> [ABOUT THIS EXERCISE]:
Write out the whole listing exactly as it stands.

*** PROVIDED RECORDS ***

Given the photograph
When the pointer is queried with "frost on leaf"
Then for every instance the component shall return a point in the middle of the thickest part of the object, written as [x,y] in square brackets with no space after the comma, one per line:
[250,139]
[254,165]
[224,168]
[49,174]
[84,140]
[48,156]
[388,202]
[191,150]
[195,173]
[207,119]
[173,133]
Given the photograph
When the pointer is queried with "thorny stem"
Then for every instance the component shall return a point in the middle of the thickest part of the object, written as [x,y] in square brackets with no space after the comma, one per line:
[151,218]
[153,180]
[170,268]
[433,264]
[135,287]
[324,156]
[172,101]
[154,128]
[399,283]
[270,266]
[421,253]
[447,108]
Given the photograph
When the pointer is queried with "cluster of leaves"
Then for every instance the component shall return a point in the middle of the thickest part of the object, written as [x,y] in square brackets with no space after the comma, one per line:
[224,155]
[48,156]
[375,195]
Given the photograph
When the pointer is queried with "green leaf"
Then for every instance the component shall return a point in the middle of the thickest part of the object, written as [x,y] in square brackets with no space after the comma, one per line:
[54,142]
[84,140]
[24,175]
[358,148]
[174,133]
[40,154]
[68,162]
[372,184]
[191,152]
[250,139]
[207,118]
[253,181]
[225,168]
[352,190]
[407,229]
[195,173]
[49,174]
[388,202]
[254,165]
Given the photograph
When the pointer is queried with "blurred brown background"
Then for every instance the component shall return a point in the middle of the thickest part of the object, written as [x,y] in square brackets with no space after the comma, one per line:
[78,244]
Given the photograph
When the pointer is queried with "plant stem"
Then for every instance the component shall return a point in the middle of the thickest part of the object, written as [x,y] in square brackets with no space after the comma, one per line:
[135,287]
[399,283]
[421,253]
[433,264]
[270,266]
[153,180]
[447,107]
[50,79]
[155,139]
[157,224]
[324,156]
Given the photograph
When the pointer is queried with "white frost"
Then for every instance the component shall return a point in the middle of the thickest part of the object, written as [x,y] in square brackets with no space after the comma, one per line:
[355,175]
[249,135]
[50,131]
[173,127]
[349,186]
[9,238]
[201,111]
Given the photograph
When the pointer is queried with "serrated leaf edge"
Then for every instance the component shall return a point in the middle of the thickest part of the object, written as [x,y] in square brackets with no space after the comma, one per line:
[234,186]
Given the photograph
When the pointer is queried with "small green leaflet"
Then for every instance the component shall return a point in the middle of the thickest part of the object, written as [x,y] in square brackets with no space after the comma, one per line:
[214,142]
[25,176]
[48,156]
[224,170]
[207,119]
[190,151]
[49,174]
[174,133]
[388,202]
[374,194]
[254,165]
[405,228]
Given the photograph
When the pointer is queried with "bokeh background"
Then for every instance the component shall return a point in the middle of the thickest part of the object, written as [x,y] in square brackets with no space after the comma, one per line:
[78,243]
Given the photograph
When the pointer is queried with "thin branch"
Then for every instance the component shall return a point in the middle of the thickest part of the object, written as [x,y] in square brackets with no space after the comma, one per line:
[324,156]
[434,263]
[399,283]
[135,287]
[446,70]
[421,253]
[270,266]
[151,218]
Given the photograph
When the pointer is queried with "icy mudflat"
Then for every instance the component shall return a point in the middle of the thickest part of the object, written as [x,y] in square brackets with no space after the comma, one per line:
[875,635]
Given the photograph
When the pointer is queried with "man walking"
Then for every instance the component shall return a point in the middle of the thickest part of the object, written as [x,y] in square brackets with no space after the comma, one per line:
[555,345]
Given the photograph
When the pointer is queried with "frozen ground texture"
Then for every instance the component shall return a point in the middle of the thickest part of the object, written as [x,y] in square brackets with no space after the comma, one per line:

*** End of PROVIDED RECORDS ***

> [REPLY TO THE TASK]:
Given the photograph
When the pointer is queried with "frost on leaf"
Then for every instance the component shall return a point in the middle of the thickest part of the object, written as [x,y] in square brackets with no space after the comma, one per line:
[250,139]
[254,165]
[224,168]
[49,174]
[84,140]
[48,156]
[388,202]
[191,150]
[195,173]
[207,119]
[173,133]
Given the photograph
When the pointer is queried with "thorny stem"
Then for every instance the component shall return a point in the middle of the thickest part of the object, written as [x,y] in square brackets with no space after the comma, one per line:
[151,218]
[153,180]
[170,268]
[433,264]
[135,287]
[324,156]
[172,101]
[154,128]
[399,283]
[270,266]
[421,253]
[447,108]
Given the photograph
When the pointer is queried with "cluster of leaves"
Then for every instance the component shall return a point in the middle of the thickest part of the object, written as [x,y] in square brackets with no space after the comma, one per line:
[224,155]
[48,156]
[375,195]
Given the photograph
When the pointer is queried with "green leaf"
Then for every instance the component shall return a point in the middle of the thickest part of the object, written as [x,y] in square brackets with no space after the comma, one per line:
[54,142]
[84,140]
[24,175]
[358,148]
[174,133]
[40,154]
[68,162]
[372,184]
[191,152]
[250,139]
[207,118]
[253,181]
[225,168]
[352,190]
[407,229]
[195,173]
[49,174]
[388,202]
[254,165]
Given the photograph
When the pointer is queried with "blurred brown background"
Then for every instance the component shall return a point in the middle of the thickest part of the object, written as [x,y] in square brackets with no space after the comma, one per line:
[78,244]
Given the photograph
When the pointer is queried with "plant stem"
Then for every instance the component shall return a point in the middle of the thickest part of the object, written as [x,y] in square brackets with no space after the comma, one per line:
[135,287]
[399,283]
[421,253]
[433,264]
[270,266]
[153,180]
[447,107]
[50,79]
[155,139]
[157,224]
[324,156]
Given the photograph
When the pointer is queried with "white frost"
Then for every instance the component shall return a point in the middle of the thickest part of the object, written as [x,y] in square brackets with no space after the comma, one per line:
[355,175]
[249,135]
[50,131]
[173,127]
[349,186]
[9,238]
[201,111]
Given the photograph
When the pointer is queried with "serrated leaf edge"
Then for every instance the component shall return a point in the middle of the thickest part of the object, written as [x,y] in square brackets with no space after the comma, one per line:
[234,186]
Given the photograph
When the pointer is queried with "small green leaflet"
Then for every instance the component shall return a point in the middle of the thickest part of the object, written as [x,y] in square brackets with no space after the comma, one per line:
[214,142]
[25,176]
[48,156]
[224,170]
[207,119]
[190,151]
[49,174]
[174,133]
[388,202]
[374,194]
[254,165]
[405,228]
Given the photograph
When the pointer is queried with "bokeh background"
Then for every instance the component shall return a point in the middle of the thickest part of the object, written as [x,y] in square brackets with no space after the comma, one per line:
[78,243]
Given the photograph
When the pointer is queried with "thin branch"
Then for every instance the component shall return a point in the middle of the thickest part of the object, written as [x,y] in square brackets with no space after the comma, one per line:
[324,156]
[434,263]
[399,283]
[135,287]
[446,70]
[421,253]
[270,266]
[151,218]
Given the photograph
When the pointer is queried with "icy mudflat"
Then for every instance the component shall return a point in the middle of the thickest part of the object, written as [x,y] in square brackets with no space after the comma, one per line:
[875,635]
Given the photograph
When the pointer is queried with "man walking"
Then for every instance the component shall return a point in the middle of the thickest part of the object, written as [x,y] in square brackets with no space after the comma, one per line:
[555,345]
Given the photograph
When the pointer is queried with "frozen ground texture"
Then for every instance the component shall return a point in the middle of the thickest part of the object, written as [x,y] in square brackets with no space after the comma, one per line:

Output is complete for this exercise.